■ SOAL DAN TUGAS:
1. Berdasarkan teks tentang urbanisasi, berapa persen penduduk Indonesia yang tinggal di daerah perkotaan pada tahun 2020?
2. Salinlah tanpa perubahan bagian teks tentang urbanisasi yang dibuka dengan kata-kata yang memuat "Urbanisasi adalah fenomena" dan ditutup dengan "ketahanan pangan nasional.".

------ TEKS YANG DIBERIKAN

Urbanisasi adalah fenomena demografi yang sangat memengaruhi hampir semua aspek kehidupan di Indonesia. Sejak beberapa dekade terakhir, Indonesia telah mengalami proses urbanisasi yang sangat cepat. Menurut data dari Badan Pusat Statistik (BPS) 2023, sekitar 56,7% dari total penduduk Indonesia pada tahun 2020 tinggal di daerah perkotaan, dan angka ini diperkirakan akan meningkat menjadi 68,8% pada tahun 2045. Perpindahan massal penduduk dari pedesaan ke perkotaan ini tentu saja membawa perubahan besar, salah satunya terhadap pola konsumsi pangan dan ketahanan pangan nasional.

------------
------ MATERI TERKUMPUL

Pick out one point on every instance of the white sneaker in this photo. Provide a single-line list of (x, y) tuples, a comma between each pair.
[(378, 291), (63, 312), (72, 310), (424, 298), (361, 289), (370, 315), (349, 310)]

------------

■ PEMBAHASAN SOAL:
1. Sekitar 56,7%.

2.
Urbanisasi adalah fenomena demografi yang sangat memengaruhi hampir semua aspek kehidupan di Indonesia. Sejak beberapa dekade terakhir, Indonesia telah mengalami proses urbanisasi yang sangat cepat. Menurut data dari Badan Pusat Statistik (BPS) 2023, sekitar 56,7% dari total penduduk Indonesia pada tahun 2020 tinggal di daerah perkotaan, dan angka ini diperkirakan akan meningkat menjadi 68,8% pada tahun 2045. Perpindahan massal penduduk dari pedesaan ke perkotaan ini tentu saja membawa perubahan besar, salah satunya terhadap pola konsumsi pangan dan ketahanan pangan nasional.